Supplied passage: Begin

Prohibition Partners LIVE - Day One Highlights
This article has been written by Cannigma, an evidence-based cannabis site dedicated to bringing reliable information about cannabis to anyone who needs it.
Day One of Prohibition Partners LIVE 2020 saw a fascinating array of speakers across five unique virtual event stages — Cannabis Oceania, Cannabis Europa, Cannabis Americana, ProCapital in partnership with MAZAKALI, and The PSYCH Symposium. The panels covered everything from COVID-19 and cannabis to the CBD market in Italy and the ins and outs of THC.
THC Under the Microscope
When it comes to preconceptions about THC, could there be such a thing as good stigma? That thought came to mind during “THC Under the Microscope,” a panel discussion on the Cannabis Americana stage that featured Dr. David Casarett of the Duke University School of Medicine, Jessie Kater of Curaleaf, and Elana Goldberg, CEO of The Cannigma.
“I think some of the stigma around THC is at least partially deserved, we know that THC has some side effects, we know that it has the potential to be addictive, it impairs driving, and so on,” Casarett said. So as we talk about reducing stigma we should do so carefully and thoroughly, but as adult use becomes more common, that stigma will decrease.
Both Casarett and Kater agreed that the industry has in many ways put an emphasis on high-THC and high-CBD products, at the expense of a more holistic, whole plant approach.
“I think [orally consumed] products are really growing tremendously right now in the market because people are discovering that when properly dosed at low dose, microsdoing, these are actually very beneficial products,” Kater said.
Casarett agreed, saying that “if we really are serious about trying to figure out what the ideal combination is for individuals then we need much more of a spectrum” of cannabinoids, terpenes, flavonoids, and other ingredients.
And in what may not come as a shock, Kater, Casarett, and Goldberg all agreed that further research and more collaboration between the cannabis world and scientists is needed in order to better understand the plant and its potential benefits.
COVID-19 and Cannabinoid Drug Development
There are currently 16 different teams across the world working on cannabinoid-based drugs to combat the symptoms of COVID-19, and Conor O’Brien of Prohibition Partners gave attendees of the Cannabis Europa stage a first hand look at where things stand.
O’Brien highlighted Ichilov Medical Center in Tel Aviv’s study of CBD as a treatment for inflammation, how the University of Sao Paulo is examining the use of CBD to treat mild-to moderate COVID-19 symptoms, and how Tetra Bio-Pharma is examining how the anti-inflammatory effects of cannabinoids can help treat ARDS-003, to name just a few.

Supplied passage: End
Dataset records: Begin

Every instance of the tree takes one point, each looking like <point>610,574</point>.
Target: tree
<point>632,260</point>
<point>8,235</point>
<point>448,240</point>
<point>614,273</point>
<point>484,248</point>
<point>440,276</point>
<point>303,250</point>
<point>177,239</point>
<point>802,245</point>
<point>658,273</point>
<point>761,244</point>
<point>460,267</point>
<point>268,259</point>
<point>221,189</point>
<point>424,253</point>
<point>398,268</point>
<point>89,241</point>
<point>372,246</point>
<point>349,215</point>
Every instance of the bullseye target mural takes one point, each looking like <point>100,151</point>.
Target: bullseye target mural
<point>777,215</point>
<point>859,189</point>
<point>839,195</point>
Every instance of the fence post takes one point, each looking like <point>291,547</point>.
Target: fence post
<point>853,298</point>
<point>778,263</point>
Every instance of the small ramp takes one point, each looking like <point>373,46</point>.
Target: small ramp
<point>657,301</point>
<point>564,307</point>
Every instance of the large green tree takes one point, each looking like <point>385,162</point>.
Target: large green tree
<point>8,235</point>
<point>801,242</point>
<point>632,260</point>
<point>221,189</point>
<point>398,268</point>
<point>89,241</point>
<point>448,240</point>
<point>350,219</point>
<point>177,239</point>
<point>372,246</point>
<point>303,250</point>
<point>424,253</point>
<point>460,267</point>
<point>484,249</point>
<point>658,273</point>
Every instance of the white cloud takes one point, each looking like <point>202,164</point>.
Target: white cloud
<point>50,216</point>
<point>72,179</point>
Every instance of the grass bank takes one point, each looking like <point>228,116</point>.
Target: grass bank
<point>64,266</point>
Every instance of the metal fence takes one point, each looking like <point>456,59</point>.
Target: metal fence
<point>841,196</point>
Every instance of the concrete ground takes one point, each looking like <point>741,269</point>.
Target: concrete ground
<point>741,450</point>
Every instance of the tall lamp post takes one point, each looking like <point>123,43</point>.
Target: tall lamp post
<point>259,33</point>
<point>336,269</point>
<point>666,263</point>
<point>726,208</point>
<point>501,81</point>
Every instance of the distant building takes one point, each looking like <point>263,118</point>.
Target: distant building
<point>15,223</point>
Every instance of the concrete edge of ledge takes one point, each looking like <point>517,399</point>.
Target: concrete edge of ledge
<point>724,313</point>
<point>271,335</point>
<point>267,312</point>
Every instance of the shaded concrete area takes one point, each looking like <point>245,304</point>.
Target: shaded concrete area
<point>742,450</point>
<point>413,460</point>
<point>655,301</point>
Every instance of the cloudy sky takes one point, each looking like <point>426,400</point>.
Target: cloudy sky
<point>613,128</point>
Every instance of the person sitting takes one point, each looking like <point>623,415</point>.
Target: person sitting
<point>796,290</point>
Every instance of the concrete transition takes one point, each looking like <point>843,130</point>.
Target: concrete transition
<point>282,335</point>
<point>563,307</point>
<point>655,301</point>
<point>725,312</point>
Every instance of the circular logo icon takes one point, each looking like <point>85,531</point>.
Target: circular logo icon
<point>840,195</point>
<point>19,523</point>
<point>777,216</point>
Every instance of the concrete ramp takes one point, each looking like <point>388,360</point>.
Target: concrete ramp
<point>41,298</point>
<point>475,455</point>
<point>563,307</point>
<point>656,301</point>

Dataset records: End

§ What you need to do
A – In the Prohibition Partners LIVE highlights, how many teams around the world are said to be working on cannabinoid-based drugs to combat COVID-19 symptoms?
B – Resume the Prohibition Partners LIVE highlights, continuing right after the last sentence shown.
The records have nothing to do with the Prohibition Partners LIVE highlights.

§ Solved tasks
A – Sixteen different teams.

B –
O’Brien clarified that no conclusive evidence has been found that can prove that cannabinoids can help allay COVID-19 symptoms, and that caution is needed when promoting the use of cannabinoids to treat any conditions, including COVID-19. He also stated that regardless of what happens with these research programs, COVID-related research will benefit drug development in the long term.
Synthetic vs Organic CBD
The impact of mass-produced, cheap synthetic CBD would be catastrophic for the hemp industry. “We will die, there will be no farmers,” Lorenza Romanese, of the European Industral Hemp Association said during the “Synthetic vs Organic CBD” debate on the Cannabis Europa stage. That said, the scalability of synthetic CBD is simply unproven, noted Phillipp Fuhrmann of CanX CBD SLR.
The participants debated the safety, economic impact, and consumer readiness for synthetic CBD in the European market. Ulla Haanig Singapuri, of KannaSwiss AG, argued that synthetic CBD is not what consumers want — part of the appeal of CBD is that it is plant based and they want natural, sustainable products.
The panelists seemed to agree that in the pharmaceutical world, synthetic CBD is more likely to take hold in the future, whereas in the nutraceutical market organic CBD will probably be around to stay. One idea for navigating the difference is to let consumers decide, Hang Singapuri proposed, by clearly disclosing from where a product’s CBD is sourced. “It could be differentiated in name, like Marinol and THC,” she offered, referring to a synthetic THC medication on the market in many countries.